Exercise goal: Beginning with the line that mentions "Where can you see the gray", reproduce every line through the last line of the entries, exactly, and only those.

....

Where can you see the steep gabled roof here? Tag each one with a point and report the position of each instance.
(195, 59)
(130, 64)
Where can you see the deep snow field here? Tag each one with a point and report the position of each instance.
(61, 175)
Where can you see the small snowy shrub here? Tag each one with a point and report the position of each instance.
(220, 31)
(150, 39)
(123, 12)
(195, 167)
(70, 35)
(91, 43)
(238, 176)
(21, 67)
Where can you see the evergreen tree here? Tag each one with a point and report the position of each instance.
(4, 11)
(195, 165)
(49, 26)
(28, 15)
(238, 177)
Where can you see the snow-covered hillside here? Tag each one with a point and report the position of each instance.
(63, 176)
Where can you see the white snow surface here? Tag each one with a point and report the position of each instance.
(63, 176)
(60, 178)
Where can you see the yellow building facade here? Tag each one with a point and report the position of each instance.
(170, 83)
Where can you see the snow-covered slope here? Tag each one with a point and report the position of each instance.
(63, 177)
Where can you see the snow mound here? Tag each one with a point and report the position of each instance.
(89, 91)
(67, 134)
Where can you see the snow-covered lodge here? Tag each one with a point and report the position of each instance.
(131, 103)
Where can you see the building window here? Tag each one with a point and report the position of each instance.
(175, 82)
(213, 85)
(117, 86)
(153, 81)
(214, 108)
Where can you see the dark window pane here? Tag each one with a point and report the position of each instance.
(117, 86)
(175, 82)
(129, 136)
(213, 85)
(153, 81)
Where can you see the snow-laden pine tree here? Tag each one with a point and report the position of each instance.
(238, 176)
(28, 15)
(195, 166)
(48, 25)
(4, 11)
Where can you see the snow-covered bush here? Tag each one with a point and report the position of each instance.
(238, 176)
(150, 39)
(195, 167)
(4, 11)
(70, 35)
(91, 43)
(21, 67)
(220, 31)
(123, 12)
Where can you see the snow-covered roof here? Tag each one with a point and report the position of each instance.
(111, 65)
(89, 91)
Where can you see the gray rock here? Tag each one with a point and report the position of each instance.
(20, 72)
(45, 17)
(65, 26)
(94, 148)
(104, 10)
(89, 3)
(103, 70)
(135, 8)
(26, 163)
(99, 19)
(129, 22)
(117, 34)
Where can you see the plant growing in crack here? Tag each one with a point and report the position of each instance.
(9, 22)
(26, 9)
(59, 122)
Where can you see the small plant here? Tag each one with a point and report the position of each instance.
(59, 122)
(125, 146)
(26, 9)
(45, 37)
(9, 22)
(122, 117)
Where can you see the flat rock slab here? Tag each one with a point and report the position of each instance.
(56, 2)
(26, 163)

....

Written reply:
Where can you see the gray rock here? Tag each one with a point and report the position of each instance.
(20, 72)
(45, 17)
(65, 26)
(94, 148)
(104, 10)
(89, 3)
(103, 70)
(135, 8)
(26, 163)
(99, 19)
(129, 22)
(117, 34)
Where can you see the plant growing in crack here? Tag each one with a point and report the position of each instance.
(9, 22)
(26, 9)
(59, 122)
Where can you see the small plant here? Tag each one with a point and report the position of each instance.
(59, 122)
(125, 146)
(26, 9)
(45, 37)
(9, 22)
(122, 117)
Where can you see the flat rock slab here? Tag each one with a point and report the position of each instance.
(56, 2)
(26, 163)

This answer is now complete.